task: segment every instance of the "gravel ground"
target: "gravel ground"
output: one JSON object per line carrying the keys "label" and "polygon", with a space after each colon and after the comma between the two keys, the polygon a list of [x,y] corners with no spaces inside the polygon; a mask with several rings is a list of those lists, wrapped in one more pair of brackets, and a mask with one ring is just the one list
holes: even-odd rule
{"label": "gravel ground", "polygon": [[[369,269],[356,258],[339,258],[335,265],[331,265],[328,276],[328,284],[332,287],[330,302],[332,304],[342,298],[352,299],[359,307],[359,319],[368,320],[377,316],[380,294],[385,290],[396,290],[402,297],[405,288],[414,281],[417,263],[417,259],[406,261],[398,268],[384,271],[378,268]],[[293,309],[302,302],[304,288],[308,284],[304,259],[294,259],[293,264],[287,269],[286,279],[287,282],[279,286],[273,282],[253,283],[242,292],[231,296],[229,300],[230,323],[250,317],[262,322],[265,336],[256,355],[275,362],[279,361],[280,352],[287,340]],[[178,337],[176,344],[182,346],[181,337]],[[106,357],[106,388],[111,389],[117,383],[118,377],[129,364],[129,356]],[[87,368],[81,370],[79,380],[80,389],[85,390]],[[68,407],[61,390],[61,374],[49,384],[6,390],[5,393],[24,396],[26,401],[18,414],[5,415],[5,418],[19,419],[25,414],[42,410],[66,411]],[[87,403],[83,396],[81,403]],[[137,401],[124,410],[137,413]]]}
━━━━━━━━━━
Rewrite the lines above with "even-odd rule" swapped for "nonzero winding rule" and everything else left as it is.

_Final answer_
task: segment every instance of the "gravel ground"
target: "gravel ground"
output: one JSON object per line carrying the keys "label" and "polygon", with a space after each colon and after the comma between the two keys, the polygon a list of [x,y] corners with no spaces inside the polygon; a mask with several rings is a list of those lists, wrapped in one more pair of brackets, and a mask with one ring is just the one list
holes: nonzero winding rule
{"label": "gravel ground", "polygon": [[[369,269],[356,258],[339,258],[335,265],[331,265],[328,276],[328,284],[332,287],[330,302],[332,304],[342,298],[352,299],[359,307],[359,319],[368,320],[377,316],[380,294],[385,290],[396,290],[402,297],[405,288],[414,281],[417,263],[417,259],[406,261],[398,268],[384,271],[378,268]],[[293,309],[302,302],[304,288],[308,284],[304,259],[294,259],[293,264],[287,269],[286,279],[287,282],[279,286],[273,282],[253,283],[242,292],[231,296],[229,300],[230,323],[250,317],[262,322],[265,336],[256,355],[275,362],[279,361],[280,352],[287,340]],[[178,337],[176,344],[182,346],[181,337]],[[106,357],[106,388],[111,389],[117,383],[118,377],[129,364],[129,356]],[[87,368],[81,370],[79,380],[80,389],[85,390]],[[68,407],[61,390],[61,374],[49,384],[6,390],[5,393],[24,396],[26,401],[18,414],[5,415],[5,418],[19,419],[25,414],[42,410],[66,411]],[[87,403],[83,396],[81,403]],[[137,401],[124,410],[137,413]]]}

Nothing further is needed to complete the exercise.